• PROBLEM: The only acceptable output is every entry, printed exactly.

• GIVEN RECORDS:
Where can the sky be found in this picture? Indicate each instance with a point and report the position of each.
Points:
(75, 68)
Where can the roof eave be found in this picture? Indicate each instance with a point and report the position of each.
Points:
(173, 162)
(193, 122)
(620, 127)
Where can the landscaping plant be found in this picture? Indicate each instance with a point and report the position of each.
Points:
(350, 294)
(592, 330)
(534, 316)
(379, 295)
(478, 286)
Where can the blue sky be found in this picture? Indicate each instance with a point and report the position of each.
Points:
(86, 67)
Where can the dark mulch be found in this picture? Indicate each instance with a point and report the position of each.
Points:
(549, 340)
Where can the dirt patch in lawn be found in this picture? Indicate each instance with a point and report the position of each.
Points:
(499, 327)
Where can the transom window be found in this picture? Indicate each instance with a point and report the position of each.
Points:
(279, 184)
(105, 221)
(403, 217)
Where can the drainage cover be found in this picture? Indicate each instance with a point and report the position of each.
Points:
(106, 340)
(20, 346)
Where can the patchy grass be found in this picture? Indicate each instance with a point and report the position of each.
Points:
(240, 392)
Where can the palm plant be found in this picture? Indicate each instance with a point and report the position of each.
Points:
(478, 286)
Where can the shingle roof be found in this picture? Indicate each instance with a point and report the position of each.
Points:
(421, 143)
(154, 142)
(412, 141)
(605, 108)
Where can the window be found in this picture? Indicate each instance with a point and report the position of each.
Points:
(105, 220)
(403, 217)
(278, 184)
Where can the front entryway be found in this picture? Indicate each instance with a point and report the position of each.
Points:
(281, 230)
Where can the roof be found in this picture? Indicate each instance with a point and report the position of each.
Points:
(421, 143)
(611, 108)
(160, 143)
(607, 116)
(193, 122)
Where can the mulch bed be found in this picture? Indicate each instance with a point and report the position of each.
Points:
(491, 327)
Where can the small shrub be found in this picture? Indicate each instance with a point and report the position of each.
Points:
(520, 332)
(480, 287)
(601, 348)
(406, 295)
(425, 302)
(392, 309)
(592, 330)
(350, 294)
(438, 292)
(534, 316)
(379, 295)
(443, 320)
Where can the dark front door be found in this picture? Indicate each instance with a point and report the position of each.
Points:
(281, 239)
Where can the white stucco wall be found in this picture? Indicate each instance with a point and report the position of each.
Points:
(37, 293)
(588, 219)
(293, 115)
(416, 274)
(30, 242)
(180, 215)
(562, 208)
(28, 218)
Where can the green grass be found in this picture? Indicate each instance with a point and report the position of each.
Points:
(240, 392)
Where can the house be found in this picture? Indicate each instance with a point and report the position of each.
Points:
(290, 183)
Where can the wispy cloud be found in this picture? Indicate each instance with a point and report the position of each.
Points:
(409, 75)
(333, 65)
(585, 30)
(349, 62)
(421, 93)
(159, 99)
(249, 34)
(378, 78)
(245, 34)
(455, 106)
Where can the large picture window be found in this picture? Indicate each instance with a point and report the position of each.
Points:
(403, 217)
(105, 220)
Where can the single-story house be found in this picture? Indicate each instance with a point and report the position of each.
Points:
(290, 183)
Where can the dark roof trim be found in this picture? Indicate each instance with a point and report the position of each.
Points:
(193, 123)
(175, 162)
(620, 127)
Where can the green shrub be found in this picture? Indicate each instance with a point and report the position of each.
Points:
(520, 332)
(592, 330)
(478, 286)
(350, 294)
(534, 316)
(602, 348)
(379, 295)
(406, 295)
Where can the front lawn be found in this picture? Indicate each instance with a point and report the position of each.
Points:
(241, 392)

• OUTPUT OF THE EXERCISE:
Where can the sky be found in this picture? Indicate each instance with a point and report the position of each.
Points:
(75, 68)
Where can the roof eave be found in this picture? Indicate each instance with a point and report the position of each.
Points:
(173, 162)
(193, 122)
(620, 127)
Where can the landscaping plant be found in this picture? Indicate each instance with a point and report the position of each.
Points:
(350, 294)
(592, 330)
(534, 316)
(379, 295)
(478, 286)
Where can the blue sky be found in this picture? Indicate each instance with a point and report the position of each.
Points:
(86, 67)
Where can the dark mulch be found in this picture? Indicate each instance with a point and report the position of each.
Points:
(549, 340)
Where can the dirt patch in lawn be found in this picture? Indicate each instance with a point and report the position of each.
Points:
(499, 327)
Where can the transom window be found in this picture? Indicate each instance with a point and report the position of each.
Points:
(279, 184)
(105, 221)
(403, 217)
Where can the drainage cover be found in this picture? Indicate each instance with a point and report the position of each.
Points:
(106, 340)
(20, 346)
Where can the patchy grass be found in this picture? Indicate each instance with a point and report the position of each.
Points:
(240, 392)
Where can the palm plant be found in this picture? Indicate each instance with a point and report the position of each.
Points:
(478, 286)
Where can the shingle roof be found in this picture? Indicate each instance with a point and report the position of each.
Points:
(421, 143)
(154, 142)
(412, 141)
(605, 108)
Where can the window be found in this picture? Indicate each instance with a point and report the position of each.
Points:
(105, 220)
(403, 217)
(278, 184)
Where can the front entryway be found in this picture? Indicate each instance with a point and report the position of each.
Points:
(281, 230)
Where can the roof be found in this picture? Indicate each instance with a point and report the position of each.
Points:
(421, 143)
(611, 108)
(160, 143)
(607, 116)
(193, 122)
Where can the mulch bed be found in this picture? Indicate each instance with a point and report the position of each.
Points:
(491, 327)
Where can the small shrub be found in this picture? Indicate each instance with a point and report the position of each.
Points:
(520, 332)
(480, 287)
(601, 348)
(406, 295)
(425, 302)
(392, 309)
(592, 330)
(350, 294)
(438, 292)
(534, 316)
(379, 295)
(443, 320)
Where can the dark front door be found in this picture? Indicate each instance with a point and report the position of each.
Points:
(281, 239)
Where can the white stucco wall be found in this picture? Indicate each instance with a point and report the position of each.
Points:
(37, 293)
(588, 219)
(293, 115)
(416, 274)
(30, 242)
(180, 215)
(562, 208)
(28, 218)
Where can the green grass be found in this picture? Indicate each instance with a point and report the position of each.
Points:
(240, 392)
Where can the house be found in this picture? Indicate each instance with a point and report the position of each.
Points:
(290, 183)
Where can the wispy cloud be found in this picture? Indicate each instance with a point and report the position of each.
Points:
(409, 75)
(333, 65)
(585, 30)
(349, 62)
(421, 93)
(159, 99)
(249, 34)
(378, 78)
(245, 34)
(455, 106)
Where can the large picture window be found in this picture? Indicate each instance with a point and report the position of each.
Points:
(403, 217)
(105, 220)
Where can the single-story house be found in this picture? Indicate each instance with a point and report the position of each.
Points:
(290, 183)
Where can the dark roof trim be found in this picture? Indicate each instance with a point and report the position of each.
Points:
(193, 123)
(175, 162)
(620, 127)
Where can the green shrub be found in this picture? Indicate each instance with a point and report the position of each.
Points:
(520, 332)
(592, 330)
(478, 286)
(350, 294)
(534, 316)
(602, 348)
(379, 295)
(406, 295)
Where can the front lawn be found in this picture? Indicate each instance with a point and report the position of each.
Points:
(241, 392)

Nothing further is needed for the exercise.